/---
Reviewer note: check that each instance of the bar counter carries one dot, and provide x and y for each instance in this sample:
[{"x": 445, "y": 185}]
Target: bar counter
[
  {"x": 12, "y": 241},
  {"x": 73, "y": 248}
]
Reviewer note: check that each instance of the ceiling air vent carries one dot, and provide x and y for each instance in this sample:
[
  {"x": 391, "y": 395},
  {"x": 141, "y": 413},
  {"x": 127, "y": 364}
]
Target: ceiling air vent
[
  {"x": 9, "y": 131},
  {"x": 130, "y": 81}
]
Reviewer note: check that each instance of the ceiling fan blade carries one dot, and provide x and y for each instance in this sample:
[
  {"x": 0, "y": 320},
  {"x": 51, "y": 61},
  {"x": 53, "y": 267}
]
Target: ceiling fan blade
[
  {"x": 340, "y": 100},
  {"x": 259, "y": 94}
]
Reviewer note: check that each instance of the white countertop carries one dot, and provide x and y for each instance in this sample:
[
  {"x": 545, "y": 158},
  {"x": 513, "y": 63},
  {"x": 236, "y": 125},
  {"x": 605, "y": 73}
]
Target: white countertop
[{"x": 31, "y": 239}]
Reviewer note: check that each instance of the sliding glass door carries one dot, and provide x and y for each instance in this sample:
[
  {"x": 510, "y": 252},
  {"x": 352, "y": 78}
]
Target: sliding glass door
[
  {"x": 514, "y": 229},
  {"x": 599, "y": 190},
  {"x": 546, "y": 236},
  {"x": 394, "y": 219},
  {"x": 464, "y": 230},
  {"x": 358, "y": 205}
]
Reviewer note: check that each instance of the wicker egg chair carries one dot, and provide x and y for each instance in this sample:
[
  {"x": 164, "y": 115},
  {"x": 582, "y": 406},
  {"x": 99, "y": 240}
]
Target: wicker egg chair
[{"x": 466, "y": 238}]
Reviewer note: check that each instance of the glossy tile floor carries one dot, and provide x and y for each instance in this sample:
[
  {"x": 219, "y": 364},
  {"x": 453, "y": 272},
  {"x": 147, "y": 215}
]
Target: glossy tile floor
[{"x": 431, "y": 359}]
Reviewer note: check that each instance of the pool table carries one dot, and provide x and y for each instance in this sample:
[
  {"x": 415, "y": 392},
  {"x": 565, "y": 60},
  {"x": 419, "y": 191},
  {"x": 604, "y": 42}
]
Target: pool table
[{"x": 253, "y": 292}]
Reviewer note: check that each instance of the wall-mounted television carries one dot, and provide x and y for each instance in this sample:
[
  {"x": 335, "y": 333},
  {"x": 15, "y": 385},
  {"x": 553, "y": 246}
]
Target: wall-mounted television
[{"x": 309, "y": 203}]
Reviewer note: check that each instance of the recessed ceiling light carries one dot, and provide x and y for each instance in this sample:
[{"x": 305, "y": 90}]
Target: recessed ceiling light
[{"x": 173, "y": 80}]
\---
## YOUR OBJECTIVE
Reproduce every one of the records above verbatim, with no change to any character, line break, or indentation.

## WRITTEN RESPONSE
Reviewer note: check that each instance of the bar counter carries one dot, and provide x and y for each instance in this sample:
[{"x": 445, "y": 185}]
Target: bar counter
[
  {"x": 12, "y": 241},
  {"x": 73, "y": 248}
]
Reviewer note: check that each instance of the ceiling air vent carries one dot, and provide x and y for each instance in this sample:
[
  {"x": 391, "y": 395},
  {"x": 141, "y": 413},
  {"x": 127, "y": 364}
]
Target: ceiling air vent
[
  {"x": 9, "y": 131},
  {"x": 130, "y": 81}
]
Reviewer note: check that each instance of the ceiling fan blade carries one dot, and provide x and y for each instance in this sample:
[
  {"x": 0, "y": 320},
  {"x": 51, "y": 61},
  {"x": 53, "y": 267}
]
Target: ceiling fan blade
[
  {"x": 340, "y": 100},
  {"x": 259, "y": 94}
]
Reviewer note: check that each instance of the white countertop carries one dot, and provide x and y for each instance in this sample:
[
  {"x": 545, "y": 158},
  {"x": 513, "y": 63},
  {"x": 236, "y": 125},
  {"x": 605, "y": 73}
]
Target: white countertop
[{"x": 31, "y": 239}]
Reviewer note: check that each instance of the sliding glass door carries one dot, and provide x and y for each instance in this sample:
[
  {"x": 510, "y": 252},
  {"x": 352, "y": 78}
]
Target: sliding glass door
[
  {"x": 514, "y": 229},
  {"x": 599, "y": 190},
  {"x": 546, "y": 236},
  {"x": 394, "y": 219},
  {"x": 464, "y": 230},
  {"x": 358, "y": 205}
]
Reviewer note: check that each instance of the wicker egg chair carries one dot, and provide x and y for each instance in this sample:
[
  {"x": 164, "y": 115},
  {"x": 582, "y": 406},
  {"x": 99, "y": 240}
]
Target: wicker egg chair
[{"x": 466, "y": 238}]
Reviewer note: check that each instance of the glossy tile floor carries one dot, and provide x and y for each instance in this sample:
[
  {"x": 219, "y": 364},
  {"x": 453, "y": 272},
  {"x": 147, "y": 215}
]
Target: glossy tile floor
[{"x": 431, "y": 359}]
Reviewer note: check that each instance of the pool table carries one dot, and provide x and y for each instance in this sample:
[
  {"x": 415, "y": 392},
  {"x": 565, "y": 60},
  {"x": 419, "y": 191},
  {"x": 604, "y": 42}
]
Target: pool table
[{"x": 253, "y": 292}]
Reviewer note: check that each instance of the wall-mounted television carries one dot, and provide x and y for each instance in this sample:
[
  {"x": 335, "y": 333},
  {"x": 15, "y": 385},
  {"x": 553, "y": 246}
]
Target: wall-mounted television
[{"x": 309, "y": 203}]
Reviewer note: check that each instance of the recessed ceiling light carries one dot, and provide x and y for each instance in this sample:
[{"x": 305, "y": 90}]
Target: recessed ceiling light
[{"x": 173, "y": 80}]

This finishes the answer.